TEXT SECTION
○ ○ ○ ○ ○ ○ ○
Leukemia (Blood Cancer)

             In rheumatoid arthritis, “arthr-“refers to joints, “-itis” means inflammation, and “rheumatoid” comes from rheumatism, which more broadly refers to a musculoskeletal illness. So, rheumatoid arthritis is a chronic, inflammatory disorder that mostly affects the joints, but can also involve other organ systems like the skin and lungs as well. Alright, so a healthy joint typically has two bones covered with articular cartilage at the ends. Articular cartilage is a type of connective tissue that acts like a protective cushion - a lubricated surface for bones to smoothly glide against. One type of joint, like the knee joint, is called a synovial joint. A synovial joint connects two bones with a fibrous joint capsule that is continuous with the periosteum or outer layer of both bones.

The fibrous capsule is lined with a synovial membrane that has cells that produce synovial fluid and remove debris. The synovial fluid is normally a viscous fluid like the jelly-like part of a chicken egg and it helps lubricate the joint. To help serve these synovial cells, the synovial membrane also has blood vessels and lymphatics running through it. Together, the synovial membrane and the articular cartilage form the inner lining of the joint space. Rheumatoid arthritis is an autoimmune process that is typically triggered by an interaction between a genetic factor and the environment. For example, a person with a certain gene for an immune protein like human leukocyte antigen, or HLA- DR1 and HLA–DR4, might develop rheumatoid arthritis after getting exposed to something in the environment like a cigarette smoke or a specific pathogen like a bacteria that lives in the intestines.
○ ○ ○ ○ ○ ○ ○
DATA SHOWN
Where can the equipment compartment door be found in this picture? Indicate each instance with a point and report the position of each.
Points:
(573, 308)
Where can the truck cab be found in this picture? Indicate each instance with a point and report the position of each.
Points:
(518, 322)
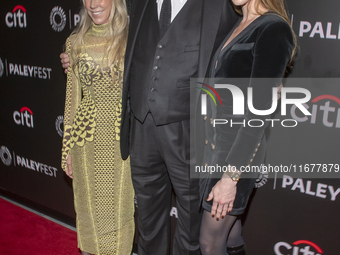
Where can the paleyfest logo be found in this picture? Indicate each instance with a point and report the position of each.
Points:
(239, 102)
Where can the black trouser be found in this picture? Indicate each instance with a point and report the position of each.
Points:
(159, 162)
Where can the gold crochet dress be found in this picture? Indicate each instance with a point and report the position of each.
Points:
(102, 186)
○ ○ ○ ○ ○ ○ ○
REQUIRED TASKS
A: In the text on rheumatoid arthritis, which two structures together form the inner lining of the joint space?
B: Decide whether each statement agrees with the text on rheumatoid arthritis, and support each answer with the deciding words from that text: (i) Rheumatoid arthritis affects only the joints. (ii) In a synovial joint, the fibrous capsule is continuous with the periosteum of both bones. (iii) The synovial membrane contains blood vessels and lymphatics.
The data was taken from a different source than the text on rheumatoid arthritis.

RESULTS
A: The synovial membrane and the articular cartilage.

B:
(i) No: "mostly affects the joints, but can also involve other organ systems like the skin and lungs as well."
(ii) Yes: "a fibrous joint capsule that is continuous with the periosteum or outer layer of both bones."
(iii) Yes: "the synovial membrane also has blood vessels and lymphatics running through it."